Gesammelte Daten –
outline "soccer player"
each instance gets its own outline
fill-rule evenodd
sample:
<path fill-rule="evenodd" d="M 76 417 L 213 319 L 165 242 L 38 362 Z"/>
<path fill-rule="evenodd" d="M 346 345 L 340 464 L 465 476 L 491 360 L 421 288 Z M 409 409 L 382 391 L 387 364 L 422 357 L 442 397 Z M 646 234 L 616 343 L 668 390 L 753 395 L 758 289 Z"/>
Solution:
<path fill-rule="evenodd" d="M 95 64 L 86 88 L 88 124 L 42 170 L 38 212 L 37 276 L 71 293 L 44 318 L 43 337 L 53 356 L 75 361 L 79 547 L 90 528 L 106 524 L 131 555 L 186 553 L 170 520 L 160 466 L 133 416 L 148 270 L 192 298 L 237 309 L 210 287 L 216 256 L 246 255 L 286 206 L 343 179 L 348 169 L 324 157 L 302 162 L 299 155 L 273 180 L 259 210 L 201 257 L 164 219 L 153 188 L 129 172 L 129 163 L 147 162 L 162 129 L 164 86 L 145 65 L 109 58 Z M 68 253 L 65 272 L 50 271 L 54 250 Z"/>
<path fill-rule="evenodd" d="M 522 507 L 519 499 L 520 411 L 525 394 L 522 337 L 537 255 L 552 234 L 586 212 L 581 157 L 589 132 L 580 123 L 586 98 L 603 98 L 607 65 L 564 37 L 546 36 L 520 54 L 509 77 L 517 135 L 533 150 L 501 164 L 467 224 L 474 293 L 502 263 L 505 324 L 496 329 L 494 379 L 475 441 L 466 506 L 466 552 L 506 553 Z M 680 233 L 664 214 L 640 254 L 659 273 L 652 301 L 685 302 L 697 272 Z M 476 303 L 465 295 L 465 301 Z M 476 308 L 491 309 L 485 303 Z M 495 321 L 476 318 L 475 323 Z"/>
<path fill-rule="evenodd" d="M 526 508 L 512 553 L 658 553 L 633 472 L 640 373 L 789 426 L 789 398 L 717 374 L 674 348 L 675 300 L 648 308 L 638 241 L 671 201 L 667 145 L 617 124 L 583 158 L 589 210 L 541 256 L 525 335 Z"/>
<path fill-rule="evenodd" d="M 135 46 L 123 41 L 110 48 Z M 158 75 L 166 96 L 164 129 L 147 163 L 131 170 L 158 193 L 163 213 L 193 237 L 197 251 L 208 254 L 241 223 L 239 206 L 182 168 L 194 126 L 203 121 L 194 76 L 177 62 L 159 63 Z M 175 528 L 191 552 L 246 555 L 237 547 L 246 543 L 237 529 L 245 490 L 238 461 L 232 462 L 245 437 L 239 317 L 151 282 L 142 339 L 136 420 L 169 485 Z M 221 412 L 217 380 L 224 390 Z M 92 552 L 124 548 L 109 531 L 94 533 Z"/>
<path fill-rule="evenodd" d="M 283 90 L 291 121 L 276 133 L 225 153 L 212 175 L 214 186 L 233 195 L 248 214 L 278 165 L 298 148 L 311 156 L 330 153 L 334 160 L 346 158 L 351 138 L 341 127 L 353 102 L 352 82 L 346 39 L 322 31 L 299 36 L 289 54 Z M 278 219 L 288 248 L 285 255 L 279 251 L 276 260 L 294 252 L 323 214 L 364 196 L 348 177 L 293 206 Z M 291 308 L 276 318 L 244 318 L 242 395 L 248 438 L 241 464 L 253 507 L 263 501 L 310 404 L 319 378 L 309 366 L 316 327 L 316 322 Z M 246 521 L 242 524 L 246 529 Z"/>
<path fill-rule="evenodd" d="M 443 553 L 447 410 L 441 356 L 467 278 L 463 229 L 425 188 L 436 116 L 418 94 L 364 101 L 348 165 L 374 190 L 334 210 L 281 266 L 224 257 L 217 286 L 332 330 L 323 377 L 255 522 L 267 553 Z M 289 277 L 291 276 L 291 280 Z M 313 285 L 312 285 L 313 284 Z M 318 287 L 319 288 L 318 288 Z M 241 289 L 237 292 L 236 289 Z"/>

ARBEITSAUFTRAG – Formatiere sämtliche Zeilen oben als nummerierte Liste und lass dabei leere Zeilen weg.

DEINE ANTWORT –
1. outline "soccer player"
2. each instance gets its own outline
3. fill-rule evenodd
4. sample:
5. <path fill-rule="evenodd" d="M 76 417 L 213 319 L 165 242 L 38 362 Z"/>
6. <path fill-rule="evenodd" d="M 346 345 L 340 464 L 465 476 L 491 360 L 421 288 Z M 409 409 L 382 391 L 387 364 L 422 357 L 442 397 Z M 646 234 L 616 343 L 668 390 L 753 395 L 758 289 Z"/>
7. Solution:
8. <path fill-rule="evenodd" d="M 95 64 L 86 88 L 88 124 L 42 170 L 38 212 L 37 276 L 71 293 L 44 318 L 43 337 L 53 356 L 75 361 L 79 547 L 90 528 L 106 524 L 131 555 L 186 553 L 170 520 L 160 466 L 133 416 L 148 270 L 192 298 L 237 309 L 210 287 L 216 256 L 246 255 L 286 206 L 343 179 L 348 169 L 324 157 L 302 162 L 299 155 L 273 180 L 259 210 L 201 257 L 164 219 L 153 188 L 129 172 L 129 163 L 147 162 L 162 129 L 164 86 L 145 65 L 109 58 Z M 68 253 L 65 272 L 50 271 L 54 250 Z"/>
9. <path fill-rule="evenodd" d="M 522 507 L 519 499 L 520 411 L 525 394 L 522 337 L 537 255 L 552 234 L 586 212 L 581 157 L 589 132 L 580 123 L 586 98 L 603 98 L 607 65 L 564 37 L 546 36 L 520 54 L 509 77 L 517 135 L 533 150 L 501 164 L 467 224 L 474 293 L 502 263 L 505 324 L 496 329 L 494 379 L 475 441 L 466 506 L 466 552 L 506 553 Z M 680 233 L 664 214 L 640 254 L 659 273 L 652 301 L 685 302 L 697 272 Z M 476 303 L 465 295 L 465 301 Z M 476 308 L 491 309 L 485 303 Z M 495 321 L 476 318 L 475 323 Z"/>
10. <path fill-rule="evenodd" d="M 526 508 L 512 553 L 658 553 L 633 472 L 640 373 L 789 426 L 789 398 L 717 374 L 674 348 L 675 300 L 648 308 L 638 241 L 671 201 L 667 145 L 617 124 L 583 158 L 589 210 L 541 256 L 525 335 Z"/>
11. <path fill-rule="evenodd" d="M 135 46 L 123 41 L 110 48 Z M 158 75 L 166 96 L 164 129 L 147 163 L 131 170 L 158 193 L 163 213 L 193 237 L 197 251 L 208 254 L 241 223 L 239 206 L 182 168 L 194 126 L 203 121 L 194 76 L 177 62 L 159 63 Z M 175 528 L 191 552 L 246 555 L 237 547 L 246 543 L 237 529 L 245 490 L 238 461 L 232 462 L 245 437 L 239 317 L 151 282 L 142 339 L 136 420 L 169 485 Z M 221 412 L 217 380 L 224 390 Z M 92 552 L 124 548 L 109 531 L 94 533 Z"/>
12. <path fill-rule="evenodd" d="M 283 90 L 291 121 L 276 133 L 225 153 L 212 175 L 214 186 L 233 195 L 248 214 L 278 165 L 298 148 L 311 156 L 330 153 L 334 160 L 346 158 L 351 138 L 341 127 L 353 102 L 352 82 L 346 39 L 322 31 L 299 36 L 289 54 Z M 278 219 L 288 248 L 285 255 L 279 251 L 276 260 L 294 252 L 323 214 L 364 196 L 348 177 L 293 206 Z M 291 308 L 276 318 L 244 318 L 242 395 L 248 438 L 241 464 L 253 507 L 263 501 L 310 404 L 319 378 L 309 366 L 316 327 L 316 322 Z M 246 521 L 242 524 L 246 529 Z"/>
13. <path fill-rule="evenodd" d="M 443 553 L 447 410 L 441 356 L 467 278 L 463 229 L 425 188 L 436 116 L 418 94 L 364 101 L 348 165 L 374 190 L 334 210 L 281 266 L 224 257 L 217 286 L 332 330 L 323 377 L 255 522 L 267 553 Z M 289 277 L 291 276 L 291 280 Z M 313 285 L 312 285 L 313 284 Z M 318 287 L 319 288 L 318 288 Z M 241 289 L 237 292 L 236 289 Z"/>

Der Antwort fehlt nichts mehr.